- **Requirements**
Please rewrite the lines from the line with "Annotate the white cloud" up to and including the line with "0, 84, 480, 113", substituting "gray cloud" for "white cloud" and leaving everything else unchanged.

- **Dataset content**

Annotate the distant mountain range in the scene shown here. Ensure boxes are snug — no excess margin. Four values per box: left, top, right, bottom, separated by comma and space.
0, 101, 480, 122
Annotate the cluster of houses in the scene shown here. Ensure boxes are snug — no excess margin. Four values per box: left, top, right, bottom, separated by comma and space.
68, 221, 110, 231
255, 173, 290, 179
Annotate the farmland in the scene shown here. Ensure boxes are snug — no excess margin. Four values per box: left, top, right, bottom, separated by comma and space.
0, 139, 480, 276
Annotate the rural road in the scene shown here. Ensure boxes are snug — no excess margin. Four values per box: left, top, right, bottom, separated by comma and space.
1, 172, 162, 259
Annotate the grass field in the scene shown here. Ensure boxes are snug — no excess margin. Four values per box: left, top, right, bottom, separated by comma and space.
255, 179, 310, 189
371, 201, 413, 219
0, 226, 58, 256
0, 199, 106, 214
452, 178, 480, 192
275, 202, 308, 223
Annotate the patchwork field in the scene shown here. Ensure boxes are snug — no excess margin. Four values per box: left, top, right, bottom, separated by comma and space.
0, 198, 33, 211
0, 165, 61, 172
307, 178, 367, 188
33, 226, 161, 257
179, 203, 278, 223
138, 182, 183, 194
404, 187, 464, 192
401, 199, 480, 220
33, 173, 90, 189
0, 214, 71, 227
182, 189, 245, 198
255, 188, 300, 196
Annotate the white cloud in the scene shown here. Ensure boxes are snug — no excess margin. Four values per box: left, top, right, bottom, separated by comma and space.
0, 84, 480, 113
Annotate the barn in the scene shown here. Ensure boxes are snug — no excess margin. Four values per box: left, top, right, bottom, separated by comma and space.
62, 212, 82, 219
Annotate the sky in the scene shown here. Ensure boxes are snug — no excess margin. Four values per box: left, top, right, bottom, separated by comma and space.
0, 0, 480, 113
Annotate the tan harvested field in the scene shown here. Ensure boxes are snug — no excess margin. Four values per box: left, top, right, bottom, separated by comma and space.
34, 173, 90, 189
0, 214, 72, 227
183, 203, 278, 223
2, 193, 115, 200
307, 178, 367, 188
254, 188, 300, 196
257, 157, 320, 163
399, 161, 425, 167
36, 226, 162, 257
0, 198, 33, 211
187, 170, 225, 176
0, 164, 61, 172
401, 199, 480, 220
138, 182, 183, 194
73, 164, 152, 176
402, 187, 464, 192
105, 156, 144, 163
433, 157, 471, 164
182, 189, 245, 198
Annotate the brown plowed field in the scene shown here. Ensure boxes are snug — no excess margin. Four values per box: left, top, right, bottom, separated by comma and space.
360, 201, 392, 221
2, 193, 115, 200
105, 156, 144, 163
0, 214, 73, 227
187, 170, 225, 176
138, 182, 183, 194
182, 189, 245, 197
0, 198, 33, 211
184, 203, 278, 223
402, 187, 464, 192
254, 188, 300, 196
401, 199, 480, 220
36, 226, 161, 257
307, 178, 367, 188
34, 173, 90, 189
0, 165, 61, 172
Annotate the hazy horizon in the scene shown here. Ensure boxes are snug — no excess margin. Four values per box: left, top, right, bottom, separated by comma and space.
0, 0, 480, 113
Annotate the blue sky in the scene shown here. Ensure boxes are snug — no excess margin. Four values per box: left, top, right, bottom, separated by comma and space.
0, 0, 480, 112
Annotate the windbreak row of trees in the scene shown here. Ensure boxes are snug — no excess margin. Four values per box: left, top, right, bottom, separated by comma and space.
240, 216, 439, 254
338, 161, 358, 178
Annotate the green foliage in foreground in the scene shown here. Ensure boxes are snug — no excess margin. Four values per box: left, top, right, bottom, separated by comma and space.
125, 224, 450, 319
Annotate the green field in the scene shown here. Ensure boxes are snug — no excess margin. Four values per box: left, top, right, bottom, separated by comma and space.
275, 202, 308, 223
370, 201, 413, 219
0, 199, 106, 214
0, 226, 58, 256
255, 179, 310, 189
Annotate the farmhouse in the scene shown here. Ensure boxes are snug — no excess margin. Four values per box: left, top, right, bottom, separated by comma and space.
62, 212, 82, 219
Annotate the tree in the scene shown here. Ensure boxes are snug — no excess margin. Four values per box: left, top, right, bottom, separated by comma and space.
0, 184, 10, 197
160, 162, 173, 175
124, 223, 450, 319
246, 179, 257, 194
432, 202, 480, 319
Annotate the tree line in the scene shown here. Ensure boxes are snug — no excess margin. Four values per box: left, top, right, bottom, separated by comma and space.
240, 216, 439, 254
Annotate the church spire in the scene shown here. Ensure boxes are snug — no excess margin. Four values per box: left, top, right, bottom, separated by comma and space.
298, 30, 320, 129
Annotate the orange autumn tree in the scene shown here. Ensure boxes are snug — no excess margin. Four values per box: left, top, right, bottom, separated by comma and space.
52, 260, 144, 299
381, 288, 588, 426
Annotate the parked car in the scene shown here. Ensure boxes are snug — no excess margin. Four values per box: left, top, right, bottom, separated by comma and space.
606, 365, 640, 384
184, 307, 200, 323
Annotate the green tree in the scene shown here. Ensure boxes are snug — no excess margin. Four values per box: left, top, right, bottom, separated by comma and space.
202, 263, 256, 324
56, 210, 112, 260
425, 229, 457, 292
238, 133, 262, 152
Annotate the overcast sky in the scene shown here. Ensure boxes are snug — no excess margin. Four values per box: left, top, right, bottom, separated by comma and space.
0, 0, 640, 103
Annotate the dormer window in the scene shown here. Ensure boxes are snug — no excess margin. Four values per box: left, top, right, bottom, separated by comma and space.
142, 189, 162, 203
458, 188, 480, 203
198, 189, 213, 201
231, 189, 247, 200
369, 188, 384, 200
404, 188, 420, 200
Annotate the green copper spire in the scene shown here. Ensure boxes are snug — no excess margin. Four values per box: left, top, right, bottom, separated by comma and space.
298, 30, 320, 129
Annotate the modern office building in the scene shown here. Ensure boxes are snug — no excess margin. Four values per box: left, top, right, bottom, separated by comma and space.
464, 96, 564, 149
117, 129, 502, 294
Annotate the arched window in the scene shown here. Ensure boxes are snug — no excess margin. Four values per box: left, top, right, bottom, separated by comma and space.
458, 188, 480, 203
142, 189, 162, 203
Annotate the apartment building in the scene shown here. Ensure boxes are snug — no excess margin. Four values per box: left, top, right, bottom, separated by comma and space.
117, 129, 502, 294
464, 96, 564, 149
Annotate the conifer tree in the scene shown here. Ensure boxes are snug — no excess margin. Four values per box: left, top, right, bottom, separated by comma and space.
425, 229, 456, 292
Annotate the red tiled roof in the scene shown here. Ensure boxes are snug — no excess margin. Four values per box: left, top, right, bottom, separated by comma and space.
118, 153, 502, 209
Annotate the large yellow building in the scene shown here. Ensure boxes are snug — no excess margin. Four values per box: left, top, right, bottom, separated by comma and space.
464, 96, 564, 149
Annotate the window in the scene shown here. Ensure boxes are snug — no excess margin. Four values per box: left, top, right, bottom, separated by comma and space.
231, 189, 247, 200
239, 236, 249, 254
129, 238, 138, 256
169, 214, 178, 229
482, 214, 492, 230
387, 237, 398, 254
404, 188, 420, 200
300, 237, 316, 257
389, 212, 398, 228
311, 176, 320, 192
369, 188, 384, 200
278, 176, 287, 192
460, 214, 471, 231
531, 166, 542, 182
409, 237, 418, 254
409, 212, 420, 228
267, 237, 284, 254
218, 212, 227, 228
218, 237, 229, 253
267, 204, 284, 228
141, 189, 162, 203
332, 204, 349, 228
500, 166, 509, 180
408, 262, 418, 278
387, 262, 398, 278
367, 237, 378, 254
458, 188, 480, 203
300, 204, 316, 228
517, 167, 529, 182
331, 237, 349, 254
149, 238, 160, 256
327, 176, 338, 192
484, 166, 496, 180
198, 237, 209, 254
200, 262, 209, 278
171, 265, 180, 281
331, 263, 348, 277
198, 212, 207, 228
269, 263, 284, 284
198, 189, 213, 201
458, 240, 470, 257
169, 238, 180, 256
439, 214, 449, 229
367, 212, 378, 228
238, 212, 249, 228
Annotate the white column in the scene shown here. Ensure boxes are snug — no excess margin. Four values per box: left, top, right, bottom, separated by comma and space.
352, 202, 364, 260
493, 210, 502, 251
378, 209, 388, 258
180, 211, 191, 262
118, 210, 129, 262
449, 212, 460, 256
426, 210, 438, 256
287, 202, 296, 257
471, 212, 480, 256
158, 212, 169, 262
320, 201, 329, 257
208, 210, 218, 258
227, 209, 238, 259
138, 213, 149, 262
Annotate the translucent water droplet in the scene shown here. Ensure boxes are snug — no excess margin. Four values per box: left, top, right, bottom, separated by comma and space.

- **Response below**
Annotate the gray cloud in the scene shown here. Ensure boxes are snug — no excess margin. Four values per box: left, top, right, bottom, separated by comma and space.
0, 84, 480, 113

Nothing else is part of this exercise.